By the time a person is in his early twenties, the prefrontal cortex has had a chance to develop and get connected with the rest of the brain.  That's why "21" is a reasonable age at which to grant legal adulthood.  Unfortunately, our pesky sexual impulses continue to override common sense for a long time to come.  It may take years of experience to understand that "something that feels so good" may not, in fact, "be so right."

The Misogynists talk a lot about "sperm jacking," whereby devious women trick unwitting men into impregnating them, thereby guaranteeing the mother the right to suck her victim dry of child support for the following eighteen years. Unlike most of the manosphere fodder, it's not a baseless fear.  It does happen.

Late last night, as I was leaving the athletic club I've recently joined, I was waylaid by a young fellow working the front desk.  (Part of becoming a fat old lady is that everyone under 30 now perceives me as a maternal figure, which is kind of touching but also kind of annoying.)

While I was trying to browse the pool schedule, the kid launched into a story about his personal travails with his "baby mama."  In the span of twenty minutes I learned all this:  He had once been a happy chap with a promising career as a Red Bull sales representative. Apparently Red Bull has aphrodisiac qualities I was hitherto unaware of:  Every day, flocks of pretty girls laid siege to his cart, demanding free samples.  To his surprise (and mine), there are Red Bull groupies.  As a result, the poor guy had more pussy than he knew what to do with.  And all of this went to his head (and nether regions).

One lass came back for more than the Red Bull.  She told him she was a 22 year old university student on the pill; as it turned out, she was an 18 year old high school dropout who had decided to have a baby.  Six weeks later, he learned he was going to be a father.  And that's when the nightmare began.  Because allowing for hyperbole, even if only half of what he related to me was true, she (and her parents) sounded like absolutely terrible people.

The kid didn't want this pregnancy and he wasn't consulted, but he was willing to "man up" and take responsibility.  Over the past two years, his efforts to establish a relationship with the child have been thwarted, yet he has grown emotionally attached to the child, and would like to be a good parent.  He and his parents have already poured $18,000 into the legal system in an effort to gain more access.

□ □ □

* _Set exercise 1_
According to the essay, how much money have the young front-desk worker and his parents spent on the legal system to get more access to the child?

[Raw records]
□ □ □

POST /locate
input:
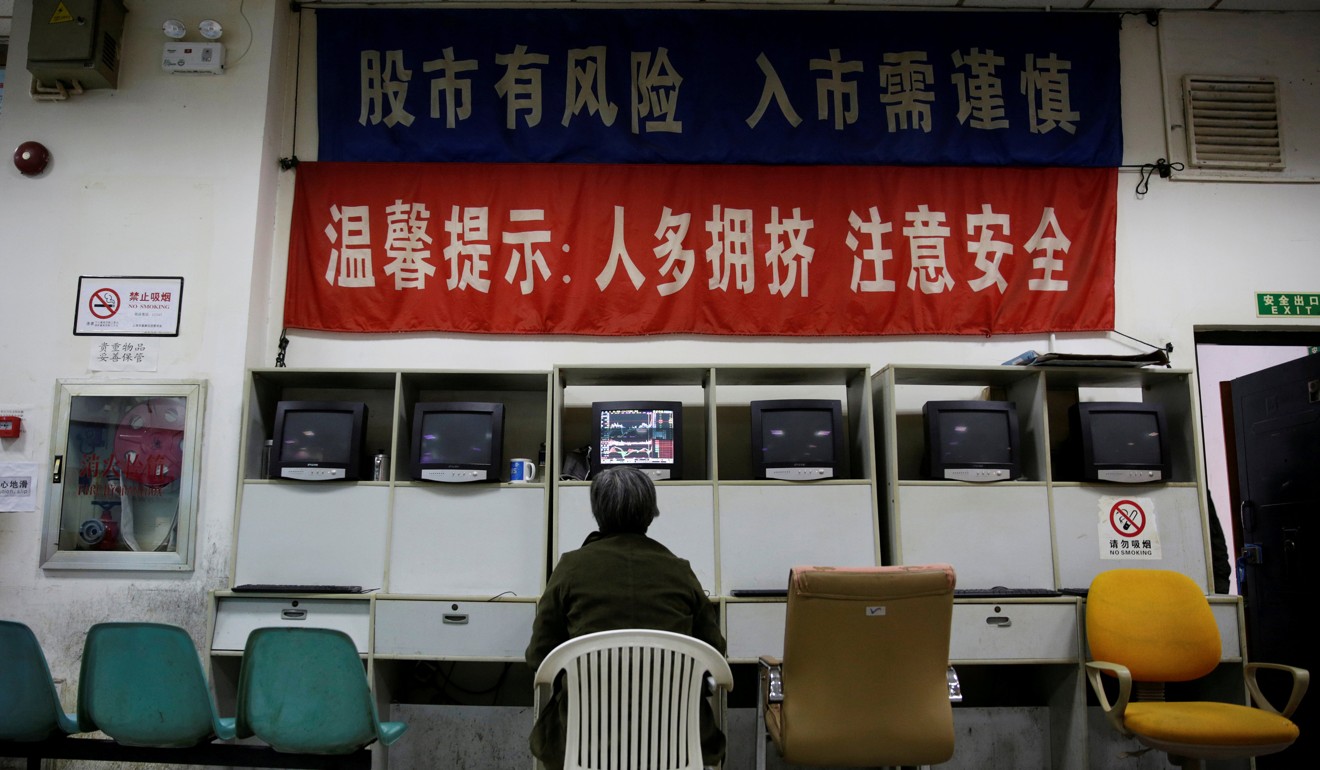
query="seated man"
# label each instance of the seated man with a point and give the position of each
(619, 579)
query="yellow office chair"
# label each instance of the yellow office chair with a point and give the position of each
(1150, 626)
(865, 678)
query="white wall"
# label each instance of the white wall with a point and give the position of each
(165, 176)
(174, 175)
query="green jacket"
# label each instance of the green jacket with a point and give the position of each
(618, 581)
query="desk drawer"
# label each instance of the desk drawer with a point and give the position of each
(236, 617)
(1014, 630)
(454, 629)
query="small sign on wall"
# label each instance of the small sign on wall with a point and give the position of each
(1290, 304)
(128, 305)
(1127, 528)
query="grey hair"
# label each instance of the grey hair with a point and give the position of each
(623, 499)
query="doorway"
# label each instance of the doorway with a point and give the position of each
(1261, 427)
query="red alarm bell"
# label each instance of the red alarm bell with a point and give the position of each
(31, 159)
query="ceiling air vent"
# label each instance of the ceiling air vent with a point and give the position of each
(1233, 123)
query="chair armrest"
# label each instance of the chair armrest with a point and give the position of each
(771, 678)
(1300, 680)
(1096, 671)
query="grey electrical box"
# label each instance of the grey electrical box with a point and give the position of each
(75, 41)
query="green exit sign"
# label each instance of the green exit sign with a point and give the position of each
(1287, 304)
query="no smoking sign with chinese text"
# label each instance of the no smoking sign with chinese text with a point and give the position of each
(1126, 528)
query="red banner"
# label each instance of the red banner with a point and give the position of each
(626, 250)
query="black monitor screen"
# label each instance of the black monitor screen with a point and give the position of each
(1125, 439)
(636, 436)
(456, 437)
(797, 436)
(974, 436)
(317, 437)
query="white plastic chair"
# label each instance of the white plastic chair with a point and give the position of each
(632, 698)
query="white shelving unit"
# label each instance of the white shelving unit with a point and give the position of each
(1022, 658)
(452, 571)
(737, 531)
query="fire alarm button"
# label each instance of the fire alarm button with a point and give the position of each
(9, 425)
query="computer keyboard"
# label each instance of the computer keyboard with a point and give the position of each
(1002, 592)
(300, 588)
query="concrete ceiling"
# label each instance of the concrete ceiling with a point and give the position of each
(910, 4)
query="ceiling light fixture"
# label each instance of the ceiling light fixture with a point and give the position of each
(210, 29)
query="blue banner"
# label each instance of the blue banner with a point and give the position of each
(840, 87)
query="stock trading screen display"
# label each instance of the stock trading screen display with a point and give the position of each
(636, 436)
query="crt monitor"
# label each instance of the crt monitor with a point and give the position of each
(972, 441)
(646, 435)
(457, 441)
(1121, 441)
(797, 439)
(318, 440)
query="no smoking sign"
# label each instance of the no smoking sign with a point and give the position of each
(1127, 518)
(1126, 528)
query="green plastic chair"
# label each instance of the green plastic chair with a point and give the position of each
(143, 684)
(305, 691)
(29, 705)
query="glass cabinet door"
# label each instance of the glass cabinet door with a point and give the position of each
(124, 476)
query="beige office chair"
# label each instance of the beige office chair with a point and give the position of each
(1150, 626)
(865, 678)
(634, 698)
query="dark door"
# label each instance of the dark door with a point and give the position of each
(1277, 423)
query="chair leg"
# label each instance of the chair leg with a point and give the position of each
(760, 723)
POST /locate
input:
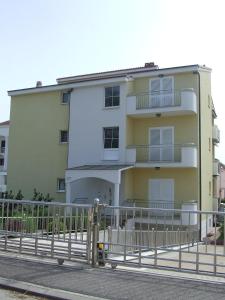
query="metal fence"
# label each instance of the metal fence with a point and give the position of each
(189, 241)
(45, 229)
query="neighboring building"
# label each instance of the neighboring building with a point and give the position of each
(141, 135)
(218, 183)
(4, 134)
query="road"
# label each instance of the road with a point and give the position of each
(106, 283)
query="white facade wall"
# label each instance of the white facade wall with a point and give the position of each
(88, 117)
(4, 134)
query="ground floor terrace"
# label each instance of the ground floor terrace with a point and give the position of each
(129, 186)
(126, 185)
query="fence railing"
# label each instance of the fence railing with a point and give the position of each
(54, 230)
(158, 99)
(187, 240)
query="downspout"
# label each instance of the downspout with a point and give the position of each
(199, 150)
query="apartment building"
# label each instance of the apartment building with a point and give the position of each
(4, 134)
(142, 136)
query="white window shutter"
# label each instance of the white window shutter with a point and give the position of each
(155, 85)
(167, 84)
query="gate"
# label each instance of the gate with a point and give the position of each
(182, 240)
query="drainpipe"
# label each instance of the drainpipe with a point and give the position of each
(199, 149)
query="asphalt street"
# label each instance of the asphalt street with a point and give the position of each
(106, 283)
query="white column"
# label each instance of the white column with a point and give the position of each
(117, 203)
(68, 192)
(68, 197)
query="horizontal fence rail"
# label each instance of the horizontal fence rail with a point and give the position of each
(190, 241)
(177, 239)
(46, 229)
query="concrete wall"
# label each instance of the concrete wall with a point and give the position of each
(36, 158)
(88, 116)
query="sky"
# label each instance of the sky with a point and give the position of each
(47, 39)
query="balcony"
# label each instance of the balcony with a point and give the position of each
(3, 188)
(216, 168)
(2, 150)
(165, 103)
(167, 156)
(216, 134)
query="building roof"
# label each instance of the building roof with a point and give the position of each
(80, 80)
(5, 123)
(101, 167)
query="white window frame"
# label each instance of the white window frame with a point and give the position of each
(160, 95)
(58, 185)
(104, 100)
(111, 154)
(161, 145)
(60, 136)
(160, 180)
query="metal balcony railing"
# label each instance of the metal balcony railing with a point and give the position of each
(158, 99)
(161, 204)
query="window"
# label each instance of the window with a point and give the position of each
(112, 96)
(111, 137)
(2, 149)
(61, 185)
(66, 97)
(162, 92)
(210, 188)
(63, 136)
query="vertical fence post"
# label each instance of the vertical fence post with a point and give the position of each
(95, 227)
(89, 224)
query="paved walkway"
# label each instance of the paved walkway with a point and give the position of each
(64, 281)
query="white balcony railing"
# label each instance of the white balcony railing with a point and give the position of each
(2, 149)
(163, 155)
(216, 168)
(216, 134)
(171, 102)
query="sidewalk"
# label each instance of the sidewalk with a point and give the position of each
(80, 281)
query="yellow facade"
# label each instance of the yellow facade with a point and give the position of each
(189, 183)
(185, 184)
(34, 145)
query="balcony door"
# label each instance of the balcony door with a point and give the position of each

□ □ □

* _Set exercise 2_
List every line of the listing that holds the word "doorway".

* _Written response 1_
$18,000.

* _Written response 2_
query="doorway"
# label each instance of the doorway with a point and give the position of each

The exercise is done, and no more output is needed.